After reading the data below, copy out every line that contains the word "insignia".

BEGIN Record excerpts

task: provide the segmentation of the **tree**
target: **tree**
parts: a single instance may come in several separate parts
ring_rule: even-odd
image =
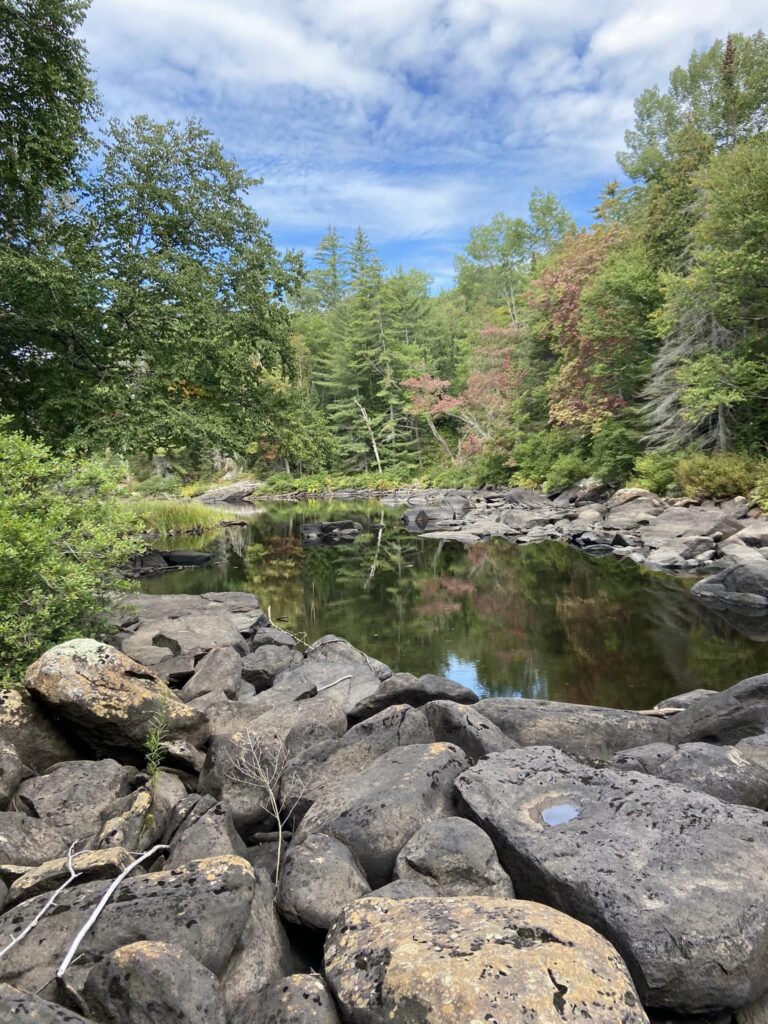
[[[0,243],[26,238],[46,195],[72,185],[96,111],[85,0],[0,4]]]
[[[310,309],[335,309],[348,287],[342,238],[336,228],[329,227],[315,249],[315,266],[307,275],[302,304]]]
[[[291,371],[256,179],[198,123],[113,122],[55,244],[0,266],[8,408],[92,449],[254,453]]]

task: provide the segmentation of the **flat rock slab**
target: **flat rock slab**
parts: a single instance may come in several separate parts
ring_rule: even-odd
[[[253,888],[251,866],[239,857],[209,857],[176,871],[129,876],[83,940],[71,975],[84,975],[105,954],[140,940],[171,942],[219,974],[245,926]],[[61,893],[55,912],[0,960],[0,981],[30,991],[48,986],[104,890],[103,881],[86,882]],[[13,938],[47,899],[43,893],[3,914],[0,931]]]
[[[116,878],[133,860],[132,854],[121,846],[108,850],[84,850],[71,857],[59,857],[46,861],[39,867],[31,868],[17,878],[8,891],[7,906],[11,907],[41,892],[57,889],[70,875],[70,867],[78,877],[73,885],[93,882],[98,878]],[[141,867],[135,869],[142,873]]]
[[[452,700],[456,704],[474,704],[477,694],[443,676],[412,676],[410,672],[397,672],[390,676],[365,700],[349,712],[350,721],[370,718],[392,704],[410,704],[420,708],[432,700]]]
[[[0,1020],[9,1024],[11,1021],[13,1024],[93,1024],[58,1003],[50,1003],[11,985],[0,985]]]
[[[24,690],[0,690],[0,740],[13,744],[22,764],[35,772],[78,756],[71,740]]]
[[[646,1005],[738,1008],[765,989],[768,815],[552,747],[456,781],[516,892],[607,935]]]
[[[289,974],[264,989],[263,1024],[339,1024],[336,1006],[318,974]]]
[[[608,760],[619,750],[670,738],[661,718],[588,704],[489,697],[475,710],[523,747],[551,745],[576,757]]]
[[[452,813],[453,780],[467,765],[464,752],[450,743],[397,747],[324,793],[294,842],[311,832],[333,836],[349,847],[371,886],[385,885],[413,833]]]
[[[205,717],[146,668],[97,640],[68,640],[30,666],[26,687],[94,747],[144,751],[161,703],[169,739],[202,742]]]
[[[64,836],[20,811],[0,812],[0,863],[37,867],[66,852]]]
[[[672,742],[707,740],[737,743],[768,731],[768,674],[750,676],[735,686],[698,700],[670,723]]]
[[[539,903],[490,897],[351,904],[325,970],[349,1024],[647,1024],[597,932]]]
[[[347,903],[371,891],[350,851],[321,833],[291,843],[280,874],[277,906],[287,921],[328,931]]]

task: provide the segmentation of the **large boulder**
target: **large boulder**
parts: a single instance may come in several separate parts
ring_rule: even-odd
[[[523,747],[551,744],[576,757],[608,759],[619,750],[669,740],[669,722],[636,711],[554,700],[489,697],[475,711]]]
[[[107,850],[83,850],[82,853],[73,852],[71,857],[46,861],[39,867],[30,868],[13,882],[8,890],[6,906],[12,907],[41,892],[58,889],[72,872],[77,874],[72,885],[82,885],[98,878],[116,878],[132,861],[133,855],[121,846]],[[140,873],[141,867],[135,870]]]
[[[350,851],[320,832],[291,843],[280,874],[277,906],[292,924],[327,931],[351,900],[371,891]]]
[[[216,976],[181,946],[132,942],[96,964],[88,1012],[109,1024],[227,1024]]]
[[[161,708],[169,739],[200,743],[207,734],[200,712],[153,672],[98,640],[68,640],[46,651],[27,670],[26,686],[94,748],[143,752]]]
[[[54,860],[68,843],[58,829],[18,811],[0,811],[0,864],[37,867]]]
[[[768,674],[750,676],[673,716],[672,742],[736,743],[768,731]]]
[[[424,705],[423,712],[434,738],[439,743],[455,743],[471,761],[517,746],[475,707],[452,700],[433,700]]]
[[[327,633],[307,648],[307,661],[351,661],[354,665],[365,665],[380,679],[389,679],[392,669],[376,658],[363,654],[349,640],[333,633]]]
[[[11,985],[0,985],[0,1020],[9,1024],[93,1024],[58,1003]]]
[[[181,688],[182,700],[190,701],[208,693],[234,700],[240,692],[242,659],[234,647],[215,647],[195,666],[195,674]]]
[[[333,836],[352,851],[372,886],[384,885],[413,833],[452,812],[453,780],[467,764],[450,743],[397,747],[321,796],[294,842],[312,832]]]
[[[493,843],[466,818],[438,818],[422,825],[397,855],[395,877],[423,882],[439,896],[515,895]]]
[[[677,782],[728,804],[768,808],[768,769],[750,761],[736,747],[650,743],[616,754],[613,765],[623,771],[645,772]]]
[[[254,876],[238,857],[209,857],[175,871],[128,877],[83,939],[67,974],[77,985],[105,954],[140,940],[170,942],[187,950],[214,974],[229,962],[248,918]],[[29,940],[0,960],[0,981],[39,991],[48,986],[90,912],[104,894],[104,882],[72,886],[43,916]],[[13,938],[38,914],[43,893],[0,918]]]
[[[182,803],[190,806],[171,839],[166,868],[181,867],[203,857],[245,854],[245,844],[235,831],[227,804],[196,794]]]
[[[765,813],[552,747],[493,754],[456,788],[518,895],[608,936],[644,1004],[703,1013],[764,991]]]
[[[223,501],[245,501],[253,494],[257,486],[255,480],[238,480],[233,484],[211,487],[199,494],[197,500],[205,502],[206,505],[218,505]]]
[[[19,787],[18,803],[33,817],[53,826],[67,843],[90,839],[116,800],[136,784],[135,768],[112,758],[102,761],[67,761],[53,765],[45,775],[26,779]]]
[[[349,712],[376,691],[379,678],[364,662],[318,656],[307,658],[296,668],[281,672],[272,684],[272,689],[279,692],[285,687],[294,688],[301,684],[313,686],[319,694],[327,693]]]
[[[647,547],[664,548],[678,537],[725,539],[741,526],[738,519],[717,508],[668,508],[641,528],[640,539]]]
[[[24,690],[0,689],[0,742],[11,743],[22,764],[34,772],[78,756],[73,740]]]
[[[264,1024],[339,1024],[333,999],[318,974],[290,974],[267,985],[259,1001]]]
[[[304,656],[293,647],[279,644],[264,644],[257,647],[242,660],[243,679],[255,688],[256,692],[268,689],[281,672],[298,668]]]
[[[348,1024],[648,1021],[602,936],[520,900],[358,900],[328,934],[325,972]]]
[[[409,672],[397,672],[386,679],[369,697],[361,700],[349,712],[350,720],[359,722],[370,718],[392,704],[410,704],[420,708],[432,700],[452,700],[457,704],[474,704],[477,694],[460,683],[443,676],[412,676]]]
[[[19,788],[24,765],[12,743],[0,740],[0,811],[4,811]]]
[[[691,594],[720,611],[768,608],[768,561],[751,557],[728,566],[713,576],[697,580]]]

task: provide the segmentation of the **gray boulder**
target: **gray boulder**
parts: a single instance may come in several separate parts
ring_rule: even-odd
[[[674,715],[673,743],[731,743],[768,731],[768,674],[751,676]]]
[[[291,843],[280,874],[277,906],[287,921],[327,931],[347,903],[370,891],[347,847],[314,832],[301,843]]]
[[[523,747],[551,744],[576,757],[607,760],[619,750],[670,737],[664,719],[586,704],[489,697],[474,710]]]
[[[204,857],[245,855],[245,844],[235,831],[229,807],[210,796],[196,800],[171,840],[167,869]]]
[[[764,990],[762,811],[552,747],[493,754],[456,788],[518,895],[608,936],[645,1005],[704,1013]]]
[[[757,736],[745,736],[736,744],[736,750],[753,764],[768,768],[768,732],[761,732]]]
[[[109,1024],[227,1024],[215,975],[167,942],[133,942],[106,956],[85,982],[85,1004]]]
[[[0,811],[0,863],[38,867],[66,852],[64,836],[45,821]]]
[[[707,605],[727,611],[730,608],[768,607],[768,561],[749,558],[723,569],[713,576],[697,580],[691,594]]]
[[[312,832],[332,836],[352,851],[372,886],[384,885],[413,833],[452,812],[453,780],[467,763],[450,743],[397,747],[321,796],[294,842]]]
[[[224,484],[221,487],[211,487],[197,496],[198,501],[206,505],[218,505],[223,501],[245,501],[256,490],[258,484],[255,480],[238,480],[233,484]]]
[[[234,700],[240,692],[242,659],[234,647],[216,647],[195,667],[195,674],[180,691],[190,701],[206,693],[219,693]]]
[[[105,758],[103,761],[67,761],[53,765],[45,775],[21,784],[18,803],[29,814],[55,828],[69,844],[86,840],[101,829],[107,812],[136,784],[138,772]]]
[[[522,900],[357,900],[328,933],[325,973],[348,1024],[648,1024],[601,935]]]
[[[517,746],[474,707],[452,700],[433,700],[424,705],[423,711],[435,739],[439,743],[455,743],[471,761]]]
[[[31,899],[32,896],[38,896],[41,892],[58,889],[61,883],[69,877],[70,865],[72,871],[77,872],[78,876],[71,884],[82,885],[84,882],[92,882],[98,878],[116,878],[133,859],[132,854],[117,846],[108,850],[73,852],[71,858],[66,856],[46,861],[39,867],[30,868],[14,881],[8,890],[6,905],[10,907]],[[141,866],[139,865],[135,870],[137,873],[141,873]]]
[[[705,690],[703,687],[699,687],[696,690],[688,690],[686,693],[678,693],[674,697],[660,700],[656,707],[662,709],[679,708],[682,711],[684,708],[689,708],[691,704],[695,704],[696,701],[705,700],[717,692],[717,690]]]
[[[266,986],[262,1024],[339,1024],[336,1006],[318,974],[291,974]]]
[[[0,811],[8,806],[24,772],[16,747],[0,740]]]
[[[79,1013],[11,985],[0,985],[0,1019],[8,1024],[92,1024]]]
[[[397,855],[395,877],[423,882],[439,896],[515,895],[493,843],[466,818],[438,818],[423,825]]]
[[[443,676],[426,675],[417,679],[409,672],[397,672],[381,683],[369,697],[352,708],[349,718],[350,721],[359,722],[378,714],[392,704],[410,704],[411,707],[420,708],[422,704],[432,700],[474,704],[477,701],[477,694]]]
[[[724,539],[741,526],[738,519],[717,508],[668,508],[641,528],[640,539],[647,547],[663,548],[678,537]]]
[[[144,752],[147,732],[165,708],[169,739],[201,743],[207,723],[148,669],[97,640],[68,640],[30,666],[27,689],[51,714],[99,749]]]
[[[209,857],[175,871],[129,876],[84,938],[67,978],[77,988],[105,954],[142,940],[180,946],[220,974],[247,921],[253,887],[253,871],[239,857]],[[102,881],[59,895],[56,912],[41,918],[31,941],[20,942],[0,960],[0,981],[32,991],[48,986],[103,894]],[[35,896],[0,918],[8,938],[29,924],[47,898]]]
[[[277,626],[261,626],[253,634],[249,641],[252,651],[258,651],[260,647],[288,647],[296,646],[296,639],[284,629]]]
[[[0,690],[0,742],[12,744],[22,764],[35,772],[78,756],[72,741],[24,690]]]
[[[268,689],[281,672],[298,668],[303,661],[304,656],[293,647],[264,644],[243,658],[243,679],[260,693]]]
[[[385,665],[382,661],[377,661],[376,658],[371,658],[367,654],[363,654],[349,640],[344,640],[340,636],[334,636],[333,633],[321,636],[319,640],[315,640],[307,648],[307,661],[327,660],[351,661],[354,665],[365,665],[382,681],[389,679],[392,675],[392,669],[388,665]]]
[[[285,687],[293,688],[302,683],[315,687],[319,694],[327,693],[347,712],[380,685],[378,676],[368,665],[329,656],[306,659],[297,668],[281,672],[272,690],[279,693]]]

END Record excerpts
BEGIN Record excerpts

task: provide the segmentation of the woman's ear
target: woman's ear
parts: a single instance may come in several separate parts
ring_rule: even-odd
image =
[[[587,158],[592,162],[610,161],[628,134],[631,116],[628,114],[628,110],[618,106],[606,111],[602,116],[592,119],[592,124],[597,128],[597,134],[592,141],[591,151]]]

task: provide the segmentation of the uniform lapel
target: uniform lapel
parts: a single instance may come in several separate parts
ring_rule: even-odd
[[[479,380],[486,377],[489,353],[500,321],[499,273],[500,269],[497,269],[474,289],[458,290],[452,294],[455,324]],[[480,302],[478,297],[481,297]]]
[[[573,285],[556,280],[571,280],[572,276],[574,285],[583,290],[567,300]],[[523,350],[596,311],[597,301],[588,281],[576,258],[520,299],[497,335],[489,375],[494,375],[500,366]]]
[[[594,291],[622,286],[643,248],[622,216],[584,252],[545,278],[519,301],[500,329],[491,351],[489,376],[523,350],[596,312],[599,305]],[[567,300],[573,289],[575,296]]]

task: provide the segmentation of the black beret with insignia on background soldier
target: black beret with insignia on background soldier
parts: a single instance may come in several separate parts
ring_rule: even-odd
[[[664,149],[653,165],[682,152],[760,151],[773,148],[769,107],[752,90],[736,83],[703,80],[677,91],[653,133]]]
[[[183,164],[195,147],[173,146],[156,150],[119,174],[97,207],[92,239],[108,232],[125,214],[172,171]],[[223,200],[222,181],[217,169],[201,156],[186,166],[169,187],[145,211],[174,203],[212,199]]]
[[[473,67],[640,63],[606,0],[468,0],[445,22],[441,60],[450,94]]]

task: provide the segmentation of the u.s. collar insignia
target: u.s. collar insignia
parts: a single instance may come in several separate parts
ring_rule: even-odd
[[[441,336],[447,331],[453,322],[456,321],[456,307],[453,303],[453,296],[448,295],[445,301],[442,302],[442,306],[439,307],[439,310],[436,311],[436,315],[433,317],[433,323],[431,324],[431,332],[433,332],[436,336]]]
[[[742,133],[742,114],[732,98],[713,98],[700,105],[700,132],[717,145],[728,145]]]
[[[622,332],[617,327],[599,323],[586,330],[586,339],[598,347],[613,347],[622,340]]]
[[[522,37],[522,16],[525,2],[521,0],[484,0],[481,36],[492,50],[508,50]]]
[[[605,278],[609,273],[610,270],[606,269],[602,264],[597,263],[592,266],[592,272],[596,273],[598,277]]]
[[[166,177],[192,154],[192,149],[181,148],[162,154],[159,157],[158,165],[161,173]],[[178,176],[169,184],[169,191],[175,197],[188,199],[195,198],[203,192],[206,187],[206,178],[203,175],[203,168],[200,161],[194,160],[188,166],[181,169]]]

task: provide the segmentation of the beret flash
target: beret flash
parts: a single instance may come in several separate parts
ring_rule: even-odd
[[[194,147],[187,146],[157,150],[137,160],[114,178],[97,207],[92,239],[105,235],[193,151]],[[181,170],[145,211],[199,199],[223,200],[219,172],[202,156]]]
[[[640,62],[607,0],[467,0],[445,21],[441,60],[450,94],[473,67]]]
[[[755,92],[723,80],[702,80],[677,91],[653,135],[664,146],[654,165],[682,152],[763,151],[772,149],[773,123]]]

END Record excerpts
BEGIN Record excerpts

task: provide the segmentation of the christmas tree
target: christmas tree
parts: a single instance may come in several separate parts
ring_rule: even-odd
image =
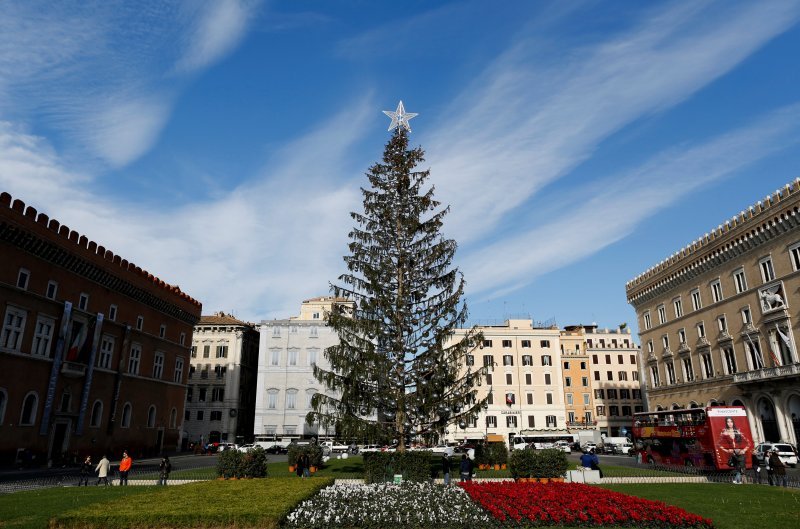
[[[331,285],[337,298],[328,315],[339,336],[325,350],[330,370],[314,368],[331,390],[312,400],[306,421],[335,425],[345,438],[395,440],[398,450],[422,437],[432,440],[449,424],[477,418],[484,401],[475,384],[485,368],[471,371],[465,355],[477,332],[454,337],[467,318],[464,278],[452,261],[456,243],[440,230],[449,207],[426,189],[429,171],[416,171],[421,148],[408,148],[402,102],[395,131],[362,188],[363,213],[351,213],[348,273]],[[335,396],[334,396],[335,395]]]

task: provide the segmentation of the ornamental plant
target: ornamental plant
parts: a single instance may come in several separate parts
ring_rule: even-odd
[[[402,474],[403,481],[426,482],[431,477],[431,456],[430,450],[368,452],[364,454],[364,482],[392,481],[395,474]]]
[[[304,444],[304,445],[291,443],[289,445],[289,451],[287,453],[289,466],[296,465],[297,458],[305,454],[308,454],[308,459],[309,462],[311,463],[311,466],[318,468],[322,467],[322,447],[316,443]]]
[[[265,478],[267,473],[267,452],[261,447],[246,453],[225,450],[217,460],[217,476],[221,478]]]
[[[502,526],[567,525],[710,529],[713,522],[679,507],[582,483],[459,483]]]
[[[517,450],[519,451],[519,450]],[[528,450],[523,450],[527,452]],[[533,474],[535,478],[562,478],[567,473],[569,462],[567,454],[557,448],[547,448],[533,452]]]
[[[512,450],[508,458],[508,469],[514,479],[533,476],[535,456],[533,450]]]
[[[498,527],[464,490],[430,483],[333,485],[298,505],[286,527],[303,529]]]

END Record excerpts

Expected output:
task: provide the segmentation of the black beret with insignia on background soldier
target: black beret with insignia on background soldier
task: provide the segmentation of the u.s. collar insignia
target: u.s. collar insignia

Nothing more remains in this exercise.